— Task objective —
Rewrite the lines of every item below, changing "Spot" to "Locate" wherever it appears and keeping everything else the same. Omit the pictures from your answer.

START Listed entries

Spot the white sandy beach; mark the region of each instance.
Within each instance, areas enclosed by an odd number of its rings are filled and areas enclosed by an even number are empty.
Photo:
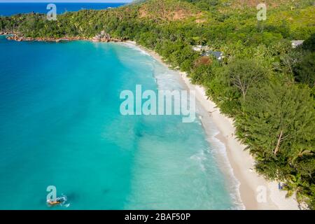
[[[127,44],[138,46],[168,66],[155,52],[144,49],[132,41],[128,41]],[[248,150],[244,150],[246,146],[235,138],[235,127],[233,126],[232,120],[222,114],[216,104],[207,99],[203,87],[191,84],[186,73],[178,74],[188,89],[195,91],[197,99],[209,113],[210,118],[220,132],[216,137],[225,146],[233,174],[240,183],[240,197],[246,209],[298,209],[298,203],[293,197],[286,198],[286,192],[278,190],[278,183],[268,182],[254,171],[253,158]],[[264,198],[263,196],[260,197],[263,195],[261,193],[264,191],[266,192],[265,201],[260,200]]]

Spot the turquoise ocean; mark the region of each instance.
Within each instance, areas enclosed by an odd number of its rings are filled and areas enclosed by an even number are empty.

END Listed entries

— Output —
Locate the white sandy beach; mark the region of each instance.
Within each instance, areas enclosed by an odd number of its rings are filled and areas enclosed by an even number are empty.
Photo:
[[[127,44],[138,46],[168,66],[155,52],[144,49],[132,41],[128,41]],[[248,150],[244,150],[246,146],[235,138],[235,127],[233,126],[232,120],[222,114],[216,104],[207,99],[203,87],[191,84],[186,73],[178,74],[188,89],[195,91],[197,99],[209,113],[210,118],[220,132],[216,137],[225,146],[233,174],[240,183],[240,197],[246,209],[298,209],[298,203],[293,197],[286,198],[286,192],[278,190],[278,183],[268,182],[254,171],[253,158]],[[264,198],[263,196],[260,197],[263,195],[261,193],[264,191],[266,192],[265,201],[260,200]]]

Locate the turquoise ocean; mark the region of each instance.
Within each instance, areas enclosed by an odd number of its rings are filled and areas enclosed by an even number are empty.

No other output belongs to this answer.